WHAT YOU NEED TO DO: Rewrite the rows below with every "pixel coords" changed to "pixel coordinates" and nothing else altered. Omit the pictures from your version.

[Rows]
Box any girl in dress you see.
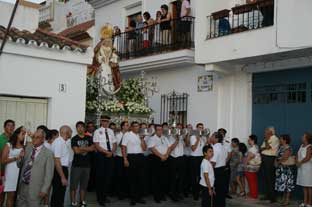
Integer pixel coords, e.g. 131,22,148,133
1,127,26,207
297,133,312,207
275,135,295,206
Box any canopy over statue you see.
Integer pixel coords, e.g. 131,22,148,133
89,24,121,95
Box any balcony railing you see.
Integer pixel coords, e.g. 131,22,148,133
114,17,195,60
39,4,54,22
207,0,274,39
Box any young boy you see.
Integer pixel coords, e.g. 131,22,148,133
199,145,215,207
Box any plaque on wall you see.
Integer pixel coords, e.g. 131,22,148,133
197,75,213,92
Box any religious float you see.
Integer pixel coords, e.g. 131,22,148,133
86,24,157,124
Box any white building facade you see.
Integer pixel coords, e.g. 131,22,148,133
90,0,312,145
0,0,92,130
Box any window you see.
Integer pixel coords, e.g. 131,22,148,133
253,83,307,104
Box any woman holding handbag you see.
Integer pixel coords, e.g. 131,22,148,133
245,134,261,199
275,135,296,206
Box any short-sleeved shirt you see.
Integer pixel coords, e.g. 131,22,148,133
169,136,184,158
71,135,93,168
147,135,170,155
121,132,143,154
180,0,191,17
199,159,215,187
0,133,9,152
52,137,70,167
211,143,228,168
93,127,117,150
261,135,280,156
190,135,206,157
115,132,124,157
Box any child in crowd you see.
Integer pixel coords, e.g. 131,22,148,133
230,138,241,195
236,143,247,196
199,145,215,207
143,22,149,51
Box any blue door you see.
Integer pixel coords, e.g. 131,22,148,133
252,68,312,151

CORRECT ANSWER:
Box any girl in dress you see.
Integer pixel coordinates, e.g. 131,22,148,133
1,127,26,207
297,133,312,207
275,135,295,206
Box any canopy over statue you see.
Integer pixel coordinates, e.g. 131,22,148,133
89,24,121,95
Box any balcony railing you see.
Integer pixel coordinates, e.g. 131,22,148,133
114,17,195,60
39,4,54,22
207,0,274,39
Box any young boy you see.
Integer pixel coordinates, e.g. 131,22,148,133
199,145,215,207
Box any plaque on wall you see.
Integer pixel coordinates, e.g. 131,22,148,133
197,75,213,92
Box any religious float you see.
Integer pixel coordinates, e.g. 131,22,148,133
86,24,157,124
Box any white building facade you see.
Integer pixel coordinates, e.g. 131,22,148,133
90,0,312,145
0,0,92,130
Box any window you see.
Integer pixel coordinates, e.g. 131,22,148,133
253,83,307,104
Box any woman holding handbag you see.
Integer pixel coordinates, e.g. 131,22,148,133
245,134,261,199
275,135,296,206
Box any short-sleeved shirt you see.
Integer pixel coordinates, e.g. 131,22,148,133
169,136,184,158
71,135,93,168
147,135,170,155
121,132,143,154
180,0,191,17
199,159,215,187
0,133,9,152
52,137,70,167
211,143,228,168
93,127,117,150
261,135,280,156
190,135,206,157
115,132,124,157
Box any child in crowd you see.
Integer pixel coordinates, e.g. 131,22,148,133
230,138,241,195
236,143,247,196
199,145,215,207
143,22,149,51
Box any blue door you see.
Integer pixel coordinates, e.g. 131,22,148,133
252,68,312,151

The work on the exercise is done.